▶ **AIM**: Reproduce the data below word for word, beginning with the line that contains "of the yellow" and continuing through the last line of the data, including both.

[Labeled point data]
[start]
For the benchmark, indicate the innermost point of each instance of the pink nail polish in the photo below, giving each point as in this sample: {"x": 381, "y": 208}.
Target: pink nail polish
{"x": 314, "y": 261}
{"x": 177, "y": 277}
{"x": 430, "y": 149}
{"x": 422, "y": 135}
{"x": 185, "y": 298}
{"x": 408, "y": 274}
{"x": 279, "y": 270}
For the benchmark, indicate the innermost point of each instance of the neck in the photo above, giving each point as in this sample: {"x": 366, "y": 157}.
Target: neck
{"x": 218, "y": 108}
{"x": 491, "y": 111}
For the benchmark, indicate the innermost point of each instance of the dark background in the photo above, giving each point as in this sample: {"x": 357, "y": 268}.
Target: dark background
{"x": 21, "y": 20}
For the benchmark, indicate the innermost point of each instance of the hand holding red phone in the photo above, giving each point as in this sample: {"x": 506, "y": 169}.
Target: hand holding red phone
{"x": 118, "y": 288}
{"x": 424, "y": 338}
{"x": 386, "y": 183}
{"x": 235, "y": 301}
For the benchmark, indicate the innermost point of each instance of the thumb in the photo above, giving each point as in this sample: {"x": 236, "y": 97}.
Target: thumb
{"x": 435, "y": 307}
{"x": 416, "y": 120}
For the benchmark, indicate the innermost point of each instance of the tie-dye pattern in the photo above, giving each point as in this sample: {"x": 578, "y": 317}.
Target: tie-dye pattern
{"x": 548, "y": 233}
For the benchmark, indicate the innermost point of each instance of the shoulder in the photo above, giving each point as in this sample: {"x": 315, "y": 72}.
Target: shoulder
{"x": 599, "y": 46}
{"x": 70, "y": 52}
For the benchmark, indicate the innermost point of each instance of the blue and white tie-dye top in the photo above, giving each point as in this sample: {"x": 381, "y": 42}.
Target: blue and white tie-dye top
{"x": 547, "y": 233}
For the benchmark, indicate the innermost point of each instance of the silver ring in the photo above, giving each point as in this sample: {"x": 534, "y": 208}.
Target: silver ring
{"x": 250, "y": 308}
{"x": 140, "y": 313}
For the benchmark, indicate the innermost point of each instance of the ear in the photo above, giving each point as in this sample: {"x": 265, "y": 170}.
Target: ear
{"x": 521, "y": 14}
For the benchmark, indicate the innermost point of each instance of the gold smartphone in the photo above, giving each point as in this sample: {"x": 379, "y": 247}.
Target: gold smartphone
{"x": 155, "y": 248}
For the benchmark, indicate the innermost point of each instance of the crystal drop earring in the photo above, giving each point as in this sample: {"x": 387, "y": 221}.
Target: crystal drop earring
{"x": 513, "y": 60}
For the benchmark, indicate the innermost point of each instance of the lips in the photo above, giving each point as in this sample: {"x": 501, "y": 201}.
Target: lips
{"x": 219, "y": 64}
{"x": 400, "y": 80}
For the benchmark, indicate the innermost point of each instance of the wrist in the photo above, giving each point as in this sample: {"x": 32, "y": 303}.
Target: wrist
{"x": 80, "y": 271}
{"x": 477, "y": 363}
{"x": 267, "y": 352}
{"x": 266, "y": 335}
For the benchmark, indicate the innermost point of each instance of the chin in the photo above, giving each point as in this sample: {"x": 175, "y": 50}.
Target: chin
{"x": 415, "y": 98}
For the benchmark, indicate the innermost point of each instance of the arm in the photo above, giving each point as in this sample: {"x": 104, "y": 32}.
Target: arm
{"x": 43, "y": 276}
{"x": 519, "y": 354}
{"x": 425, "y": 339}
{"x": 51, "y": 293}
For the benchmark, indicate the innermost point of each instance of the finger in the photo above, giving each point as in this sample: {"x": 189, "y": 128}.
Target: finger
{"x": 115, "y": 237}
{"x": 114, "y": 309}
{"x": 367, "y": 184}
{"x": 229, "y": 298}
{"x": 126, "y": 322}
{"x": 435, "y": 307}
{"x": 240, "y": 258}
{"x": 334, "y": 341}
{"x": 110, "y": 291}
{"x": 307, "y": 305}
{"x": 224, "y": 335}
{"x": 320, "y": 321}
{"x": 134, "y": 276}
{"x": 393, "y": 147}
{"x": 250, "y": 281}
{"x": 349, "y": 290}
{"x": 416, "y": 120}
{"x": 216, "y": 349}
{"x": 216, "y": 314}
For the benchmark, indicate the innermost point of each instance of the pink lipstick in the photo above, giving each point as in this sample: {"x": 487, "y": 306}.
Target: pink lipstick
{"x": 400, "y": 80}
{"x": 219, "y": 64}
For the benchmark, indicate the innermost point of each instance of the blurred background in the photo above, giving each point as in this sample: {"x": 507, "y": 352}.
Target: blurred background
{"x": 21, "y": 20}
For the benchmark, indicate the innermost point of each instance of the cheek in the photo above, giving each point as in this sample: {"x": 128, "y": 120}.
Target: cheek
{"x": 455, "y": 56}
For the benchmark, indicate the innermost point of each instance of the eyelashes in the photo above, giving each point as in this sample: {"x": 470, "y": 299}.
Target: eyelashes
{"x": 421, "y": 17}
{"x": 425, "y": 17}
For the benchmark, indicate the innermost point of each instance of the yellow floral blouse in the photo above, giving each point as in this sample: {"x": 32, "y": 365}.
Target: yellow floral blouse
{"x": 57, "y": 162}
[end]
▶ **SOLUTION TO THE PROBLEM**:
For the benchmark, indicate the innermost point of each instance of the yellow floral blouse in the photo above, giving each point as in this sample: {"x": 32, "y": 365}.
Target: yellow floral blouse
{"x": 57, "y": 162}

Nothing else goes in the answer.